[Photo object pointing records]
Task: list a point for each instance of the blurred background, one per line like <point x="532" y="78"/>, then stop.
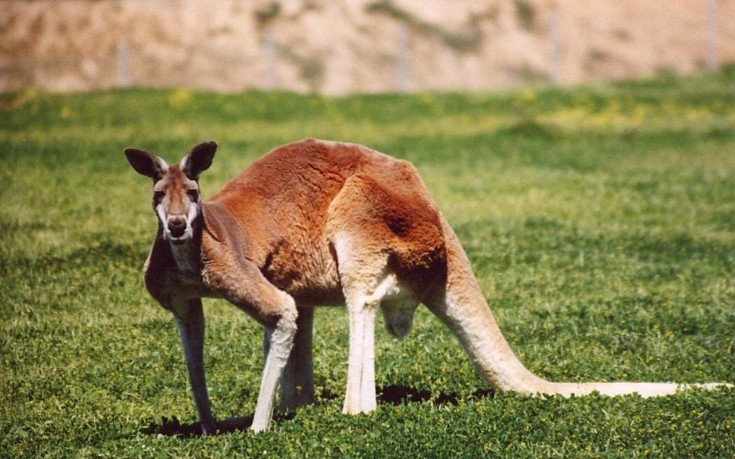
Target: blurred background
<point x="348" y="46"/>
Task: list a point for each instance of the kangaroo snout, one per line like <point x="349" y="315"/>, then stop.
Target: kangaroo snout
<point x="176" y="226"/>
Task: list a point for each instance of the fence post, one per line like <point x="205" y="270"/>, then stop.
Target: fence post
<point x="555" y="42"/>
<point x="404" y="58"/>
<point x="269" y="48"/>
<point x="123" y="69"/>
<point x="711" y="59"/>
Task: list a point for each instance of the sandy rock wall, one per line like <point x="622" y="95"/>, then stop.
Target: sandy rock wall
<point x="353" y="45"/>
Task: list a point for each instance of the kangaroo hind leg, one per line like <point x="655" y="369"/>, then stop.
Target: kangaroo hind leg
<point x="366" y="282"/>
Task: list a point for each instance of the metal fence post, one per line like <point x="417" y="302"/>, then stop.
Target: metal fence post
<point x="711" y="59"/>
<point x="123" y="69"/>
<point x="403" y="58"/>
<point x="555" y="42"/>
<point x="269" y="48"/>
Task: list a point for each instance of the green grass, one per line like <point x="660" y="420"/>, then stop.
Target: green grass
<point x="599" y="220"/>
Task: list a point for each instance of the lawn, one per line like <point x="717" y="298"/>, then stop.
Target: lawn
<point x="599" y="220"/>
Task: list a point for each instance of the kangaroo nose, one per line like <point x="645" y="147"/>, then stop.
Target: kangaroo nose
<point x="177" y="226"/>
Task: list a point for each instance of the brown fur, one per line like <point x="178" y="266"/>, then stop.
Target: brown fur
<point x="319" y="223"/>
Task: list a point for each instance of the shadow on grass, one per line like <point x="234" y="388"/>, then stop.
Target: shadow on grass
<point x="397" y="395"/>
<point x="173" y="428"/>
<point x="393" y="394"/>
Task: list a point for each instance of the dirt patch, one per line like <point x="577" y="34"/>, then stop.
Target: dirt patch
<point x="353" y="45"/>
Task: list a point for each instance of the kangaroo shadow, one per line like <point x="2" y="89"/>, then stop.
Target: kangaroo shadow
<point x="391" y="394"/>
<point x="398" y="395"/>
<point x="174" y="428"/>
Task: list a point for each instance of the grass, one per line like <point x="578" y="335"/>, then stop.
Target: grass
<point x="599" y="221"/>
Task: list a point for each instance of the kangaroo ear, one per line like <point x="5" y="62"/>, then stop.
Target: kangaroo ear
<point x="146" y="163"/>
<point x="198" y="160"/>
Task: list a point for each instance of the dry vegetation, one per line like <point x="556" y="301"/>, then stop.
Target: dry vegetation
<point x="357" y="45"/>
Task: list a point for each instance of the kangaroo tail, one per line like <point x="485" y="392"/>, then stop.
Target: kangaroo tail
<point x="462" y="307"/>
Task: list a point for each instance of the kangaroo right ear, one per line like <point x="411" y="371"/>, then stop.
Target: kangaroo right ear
<point x="146" y="163"/>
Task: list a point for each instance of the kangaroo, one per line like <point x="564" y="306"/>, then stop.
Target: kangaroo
<point x="318" y="223"/>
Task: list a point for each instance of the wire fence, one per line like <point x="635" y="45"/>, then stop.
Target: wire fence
<point x="274" y="65"/>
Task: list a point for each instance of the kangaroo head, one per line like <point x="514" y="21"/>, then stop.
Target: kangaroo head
<point x="176" y="199"/>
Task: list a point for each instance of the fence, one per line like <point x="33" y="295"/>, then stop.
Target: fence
<point x="406" y="63"/>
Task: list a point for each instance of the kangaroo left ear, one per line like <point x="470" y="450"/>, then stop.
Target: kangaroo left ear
<point x="198" y="160"/>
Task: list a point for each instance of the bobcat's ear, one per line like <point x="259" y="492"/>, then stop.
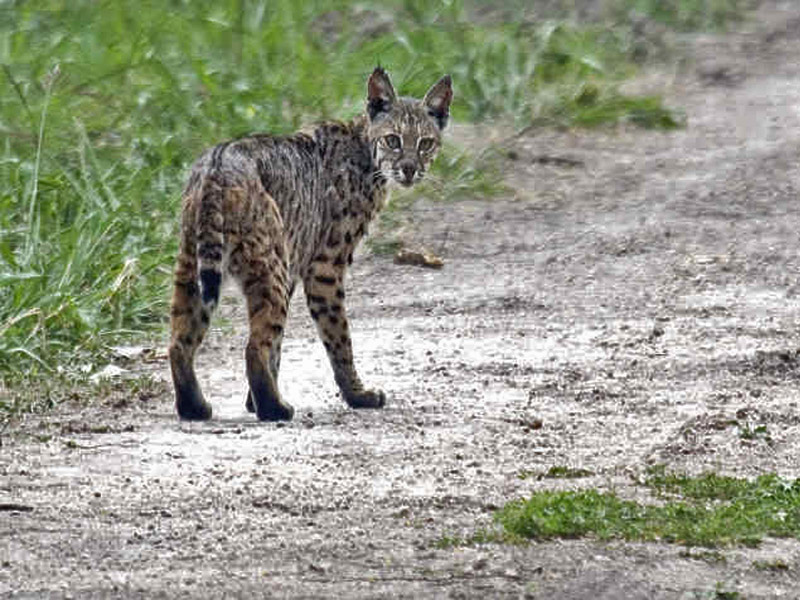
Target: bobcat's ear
<point x="380" y="93"/>
<point x="437" y="100"/>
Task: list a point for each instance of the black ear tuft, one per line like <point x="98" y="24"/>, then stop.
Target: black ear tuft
<point x="437" y="101"/>
<point x="380" y="93"/>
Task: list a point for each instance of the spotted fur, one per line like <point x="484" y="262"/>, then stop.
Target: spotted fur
<point x="273" y="211"/>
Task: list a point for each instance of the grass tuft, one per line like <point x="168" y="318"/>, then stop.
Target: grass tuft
<point x="708" y="510"/>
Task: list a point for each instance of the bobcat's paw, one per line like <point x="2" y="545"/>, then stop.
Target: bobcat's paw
<point x="366" y="399"/>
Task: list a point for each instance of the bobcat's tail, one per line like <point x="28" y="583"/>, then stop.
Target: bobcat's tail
<point x="210" y="241"/>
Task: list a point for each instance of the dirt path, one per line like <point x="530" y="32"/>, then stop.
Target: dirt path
<point x="634" y="305"/>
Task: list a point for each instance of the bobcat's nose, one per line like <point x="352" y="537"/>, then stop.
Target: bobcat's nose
<point x="408" y="170"/>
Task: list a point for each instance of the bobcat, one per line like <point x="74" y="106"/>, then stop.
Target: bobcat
<point x="271" y="211"/>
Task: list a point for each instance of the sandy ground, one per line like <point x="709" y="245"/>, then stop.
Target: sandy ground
<point x="635" y="304"/>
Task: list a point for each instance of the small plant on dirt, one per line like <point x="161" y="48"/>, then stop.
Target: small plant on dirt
<point x="777" y="565"/>
<point x="556" y="472"/>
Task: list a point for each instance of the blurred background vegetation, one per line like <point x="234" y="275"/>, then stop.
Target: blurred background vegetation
<point x="104" y="104"/>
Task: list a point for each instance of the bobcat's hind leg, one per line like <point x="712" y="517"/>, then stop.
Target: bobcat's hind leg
<point x="189" y="322"/>
<point x="325" y="297"/>
<point x="274" y="360"/>
<point x="260" y="265"/>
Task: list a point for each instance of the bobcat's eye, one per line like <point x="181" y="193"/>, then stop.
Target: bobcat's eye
<point x="393" y="141"/>
<point x="425" y="144"/>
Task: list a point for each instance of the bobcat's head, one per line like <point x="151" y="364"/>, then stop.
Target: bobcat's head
<point x="405" y="133"/>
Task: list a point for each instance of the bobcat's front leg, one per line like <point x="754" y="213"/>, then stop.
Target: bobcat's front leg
<point x="325" y="297"/>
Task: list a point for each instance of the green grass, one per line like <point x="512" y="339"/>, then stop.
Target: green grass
<point x="708" y="511"/>
<point x="104" y="105"/>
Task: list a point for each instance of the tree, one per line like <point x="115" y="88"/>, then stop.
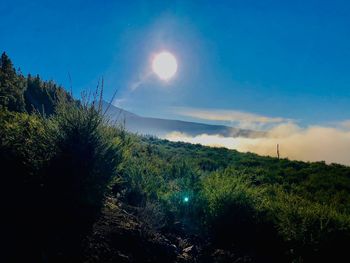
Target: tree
<point x="12" y="86"/>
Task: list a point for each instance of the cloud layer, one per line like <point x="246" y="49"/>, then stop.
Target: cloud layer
<point x="314" y="143"/>
<point x="240" y="118"/>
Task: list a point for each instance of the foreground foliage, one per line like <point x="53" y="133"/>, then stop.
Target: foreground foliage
<point x="61" y="158"/>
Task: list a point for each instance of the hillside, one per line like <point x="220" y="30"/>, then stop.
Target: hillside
<point x="77" y="189"/>
<point x="160" y="127"/>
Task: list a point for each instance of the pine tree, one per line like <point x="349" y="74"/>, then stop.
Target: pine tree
<point x="12" y="86"/>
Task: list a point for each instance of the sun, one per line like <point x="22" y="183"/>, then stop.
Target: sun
<point x="164" y="65"/>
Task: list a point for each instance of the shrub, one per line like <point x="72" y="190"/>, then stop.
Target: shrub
<point x="87" y="155"/>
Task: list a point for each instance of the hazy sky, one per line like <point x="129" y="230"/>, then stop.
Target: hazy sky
<point x="287" y="60"/>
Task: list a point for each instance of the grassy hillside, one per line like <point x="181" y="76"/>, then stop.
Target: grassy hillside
<point x="77" y="189"/>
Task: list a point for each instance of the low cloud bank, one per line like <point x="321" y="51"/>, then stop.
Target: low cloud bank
<point x="241" y="119"/>
<point x="314" y="143"/>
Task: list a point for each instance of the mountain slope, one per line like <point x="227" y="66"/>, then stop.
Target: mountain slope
<point x="161" y="127"/>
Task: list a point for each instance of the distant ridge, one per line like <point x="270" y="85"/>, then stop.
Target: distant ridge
<point x="160" y="127"/>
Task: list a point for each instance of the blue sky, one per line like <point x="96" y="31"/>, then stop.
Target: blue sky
<point x="279" y="59"/>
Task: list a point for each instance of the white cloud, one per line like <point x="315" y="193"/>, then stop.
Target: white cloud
<point x="314" y="143"/>
<point x="240" y="118"/>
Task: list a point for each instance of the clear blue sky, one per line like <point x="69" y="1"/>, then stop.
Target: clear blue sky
<point x="287" y="59"/>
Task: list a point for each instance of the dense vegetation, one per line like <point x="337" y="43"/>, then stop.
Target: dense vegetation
<point x="62" y="162"/>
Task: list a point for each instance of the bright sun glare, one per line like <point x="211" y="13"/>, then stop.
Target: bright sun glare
<point x="164" y="65"/>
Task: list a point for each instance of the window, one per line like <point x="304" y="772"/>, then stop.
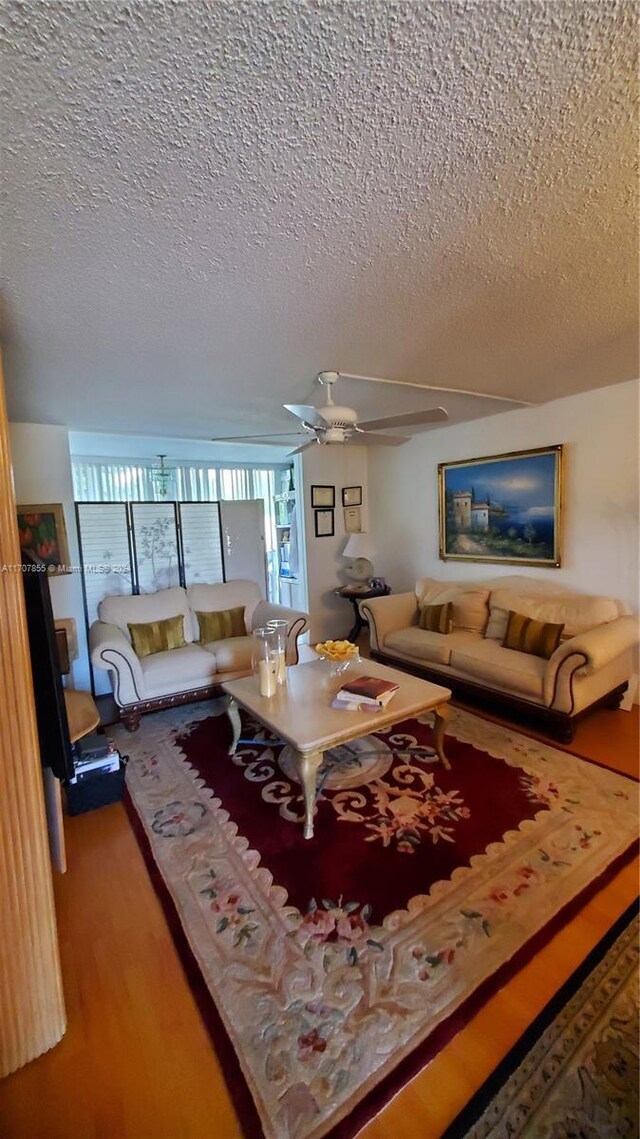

Written problem: Tally the lines in the items above that contain the word "foliage", and give only that number.

Exercise solution: 2